Verilen metin:
————————

Bazı kazanılmış haklarımız törpülenmeye başladı. İzin ücretlerini yok ettiler, yıllık izin ücreti vardı eskiden. Sosyal haklar yavaş yavaş azalmaya başladı ve asıl çoğunluğu ilgilendiren, IBM’in emeklilik planları ile ilgili kabul edemeyeceğimiz uygulamalar içerisinde olduğu ile ilgili bilgiler aldık. IBM’nin emeklilikle ilgili çalışanların birikimlerine haksız bir şekilde el koyma ihtimali vardı, azaltma ihtimali vardı, bireysel emeklilik sistemine geçişle. Bununla ilgili şirket içerisinde değişik spekülasyonlar vardı. Ama tabii en önemlisi ülkede fakirleşmeye doğru giden bir politika vardı. İşe yeni girenlerin, yani 2005’ten sonra girenlerin emeklilik hakkı yok. Hiç yok. Aynı şirkette çalışıyorsunuz, sizin emeklilik hakkınız var ama o 2005’ten sonra girdi diye emeklilik hakkı yok. Aynı şirkette çalışıyorsunuz, aynı işi yapıyorsunuz, belki 3-4 misli maaş alıyorsunuz yanınızda oturduğunuz arkadaşınızdan. Ben kendi adıma o insana baktığım zaman benim hakkımda ne düşünüyor diye düşünmeden edemiyorum. O insanda da benden az çalışıyor, ama benden 3 mislini götürüyor diye bir şey kesinlikle var.

————————

Yönerge 1: Kayıtlarda "Shelf-audit tool: tag the sunset" ifadesini içeren satırdan kayıtların sonuna kadar uzanan bölümü, iki uç da dahil olmak üzere, aynen geri verin.

————————

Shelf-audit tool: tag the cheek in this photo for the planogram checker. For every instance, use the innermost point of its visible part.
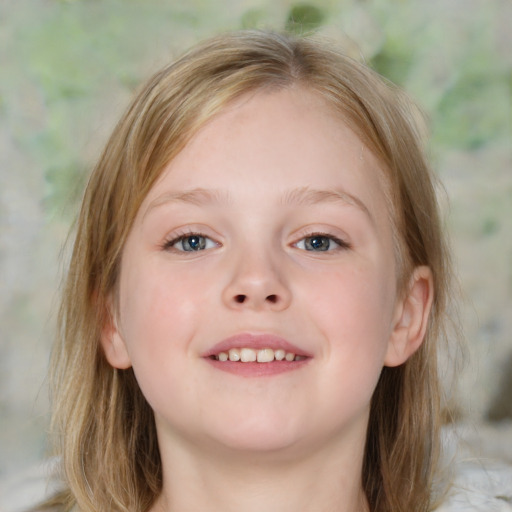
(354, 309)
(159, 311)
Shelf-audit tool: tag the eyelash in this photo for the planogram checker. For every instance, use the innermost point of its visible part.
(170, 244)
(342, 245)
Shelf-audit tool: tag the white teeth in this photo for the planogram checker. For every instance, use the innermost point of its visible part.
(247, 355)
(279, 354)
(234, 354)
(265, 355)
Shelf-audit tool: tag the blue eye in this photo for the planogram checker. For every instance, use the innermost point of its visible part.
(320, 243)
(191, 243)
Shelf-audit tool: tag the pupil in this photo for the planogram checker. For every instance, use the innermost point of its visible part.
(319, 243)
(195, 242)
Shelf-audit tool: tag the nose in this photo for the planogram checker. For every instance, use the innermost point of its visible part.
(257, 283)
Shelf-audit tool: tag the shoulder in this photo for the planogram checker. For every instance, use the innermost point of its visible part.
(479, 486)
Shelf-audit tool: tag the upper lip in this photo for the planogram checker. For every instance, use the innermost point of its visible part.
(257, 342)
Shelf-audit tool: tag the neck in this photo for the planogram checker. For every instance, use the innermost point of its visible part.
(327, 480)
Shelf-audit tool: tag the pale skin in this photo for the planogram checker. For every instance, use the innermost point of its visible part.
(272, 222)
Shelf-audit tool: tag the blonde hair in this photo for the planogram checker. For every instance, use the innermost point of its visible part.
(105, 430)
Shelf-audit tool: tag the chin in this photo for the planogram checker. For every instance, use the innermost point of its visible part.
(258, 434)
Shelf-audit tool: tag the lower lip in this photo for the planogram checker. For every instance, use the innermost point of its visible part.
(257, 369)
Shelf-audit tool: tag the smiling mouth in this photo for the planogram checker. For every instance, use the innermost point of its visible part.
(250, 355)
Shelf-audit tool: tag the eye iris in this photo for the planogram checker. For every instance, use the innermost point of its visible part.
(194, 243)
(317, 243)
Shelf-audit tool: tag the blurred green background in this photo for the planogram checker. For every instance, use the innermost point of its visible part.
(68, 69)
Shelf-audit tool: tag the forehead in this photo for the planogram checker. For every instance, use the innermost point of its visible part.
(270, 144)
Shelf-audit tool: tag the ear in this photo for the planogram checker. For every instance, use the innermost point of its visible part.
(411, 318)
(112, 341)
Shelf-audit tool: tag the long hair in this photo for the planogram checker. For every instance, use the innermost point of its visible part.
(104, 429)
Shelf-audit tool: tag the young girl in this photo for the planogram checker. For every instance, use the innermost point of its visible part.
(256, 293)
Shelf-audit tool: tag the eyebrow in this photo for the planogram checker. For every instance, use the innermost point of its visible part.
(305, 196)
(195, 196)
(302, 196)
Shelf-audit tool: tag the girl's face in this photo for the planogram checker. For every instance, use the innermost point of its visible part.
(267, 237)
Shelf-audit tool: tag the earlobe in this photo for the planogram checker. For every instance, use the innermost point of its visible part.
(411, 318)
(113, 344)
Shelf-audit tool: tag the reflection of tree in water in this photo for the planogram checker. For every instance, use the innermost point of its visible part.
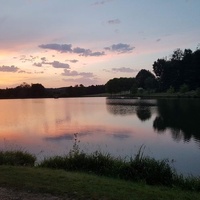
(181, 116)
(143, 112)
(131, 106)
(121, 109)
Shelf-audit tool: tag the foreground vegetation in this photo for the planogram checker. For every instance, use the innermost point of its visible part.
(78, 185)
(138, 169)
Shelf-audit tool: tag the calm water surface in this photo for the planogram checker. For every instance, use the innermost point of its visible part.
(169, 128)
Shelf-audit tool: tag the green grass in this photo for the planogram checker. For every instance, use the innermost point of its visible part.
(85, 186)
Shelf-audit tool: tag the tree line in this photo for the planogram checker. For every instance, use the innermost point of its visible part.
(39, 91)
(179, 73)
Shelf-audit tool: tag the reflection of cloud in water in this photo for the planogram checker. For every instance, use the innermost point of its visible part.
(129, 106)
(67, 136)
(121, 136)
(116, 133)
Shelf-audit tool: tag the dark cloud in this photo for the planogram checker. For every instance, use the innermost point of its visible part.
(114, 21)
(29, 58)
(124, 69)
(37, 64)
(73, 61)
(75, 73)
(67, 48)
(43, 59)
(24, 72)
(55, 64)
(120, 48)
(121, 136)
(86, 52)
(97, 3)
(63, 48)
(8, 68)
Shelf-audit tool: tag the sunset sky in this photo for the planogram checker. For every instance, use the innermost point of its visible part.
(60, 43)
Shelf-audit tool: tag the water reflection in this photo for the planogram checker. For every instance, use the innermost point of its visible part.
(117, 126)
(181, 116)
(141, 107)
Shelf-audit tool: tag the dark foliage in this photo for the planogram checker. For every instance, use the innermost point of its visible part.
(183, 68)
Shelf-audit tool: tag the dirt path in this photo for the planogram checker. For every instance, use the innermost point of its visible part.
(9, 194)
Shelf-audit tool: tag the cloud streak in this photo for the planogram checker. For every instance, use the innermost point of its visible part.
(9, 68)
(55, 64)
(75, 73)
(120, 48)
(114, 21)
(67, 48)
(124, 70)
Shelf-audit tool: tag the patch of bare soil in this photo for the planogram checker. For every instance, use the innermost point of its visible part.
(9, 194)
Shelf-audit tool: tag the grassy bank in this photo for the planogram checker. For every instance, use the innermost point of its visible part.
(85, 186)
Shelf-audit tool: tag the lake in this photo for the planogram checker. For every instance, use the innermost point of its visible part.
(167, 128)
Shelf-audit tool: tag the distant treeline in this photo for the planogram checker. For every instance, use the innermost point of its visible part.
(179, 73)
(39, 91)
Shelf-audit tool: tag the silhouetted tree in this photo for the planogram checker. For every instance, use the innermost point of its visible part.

————————

Yönerge 2: Verilen metni iki cümleyle özetleyin.

Alıştırma çözümü 1:
Shelf-audit tool: tag the sunset sky in this photo for the planogram checker. For every instance, use the innermost point of its visible part.
(60, 43)
Shelf-audit tool: tag the water reflection in this photo for the planogram checker. For every instance, use the innermost point of its visible part.
(117, 126)
(181, 116)
(141, 107)
Shelf-audit tool: tag the dark foliage in this photo for the planogram checker. For every instance, use the innermost point of its visible part.
(183, 68)
Shelf-audit tool: tag the dirt path in this photo for the planogram checker. For every instance, use the innermost point of its visible part.
(9, 194)
Shelf-audit tool: tag the cloud streak in this photo for the planogram checker. For every instance, use the innermost point of its visible part.
(9, 68)
(55, 64)
(75, 73)
(120, 48)
(114, 21)
(67, 48)
(124, 70)
Shelf-audit tool: tag the patch of bare soil in this photo for the planogram checker. For every instance, use the innermost point of its visible part.
(9, 194)
Shelf-audit tool: tag the grassy bank in this photo for the planogram checker. For every instance, use the innermost point of its visible part.
(85, 186)
Shelf-audit tool: tag the lake in this photo for the planogram checker. For every instance, use the innermost point of its visible part.
(167, 128)
Shelf-audit tool: tag the distant treeline in this photo for the planogram checker. For every instance, use the innermost point of its visible part.
(179, 73)
(39, 91)
Shelf-audit tool: tag the silhouetted tree in this photo for the planogram checker. For every instance, use the innermost point of its visible part.

Alıştırma çözümü 2: Yıllık izin ücretinin kaldırılması ve sosyal hakların azalmasıyla kazanılmış haklar törpülenmeye başlamış, IBM'in bireysel emekliliğe geçişle çalışanların emeklilik birikimlerine haksız biçimde el koyma ya da bunları azaltma ihtimali doğmuştur. 2005'ten sonra işe girenlerin hiç emeklilik hakkı yoktur; aynı şirkette aynı işi yapanlar arasında 3-4 misli maaş farkı olabilmektedir ve anlatıcı, yanında oturan arkadaşının kendisi hakkında ne düşündüğünü düşünmeden edemediğini söyler.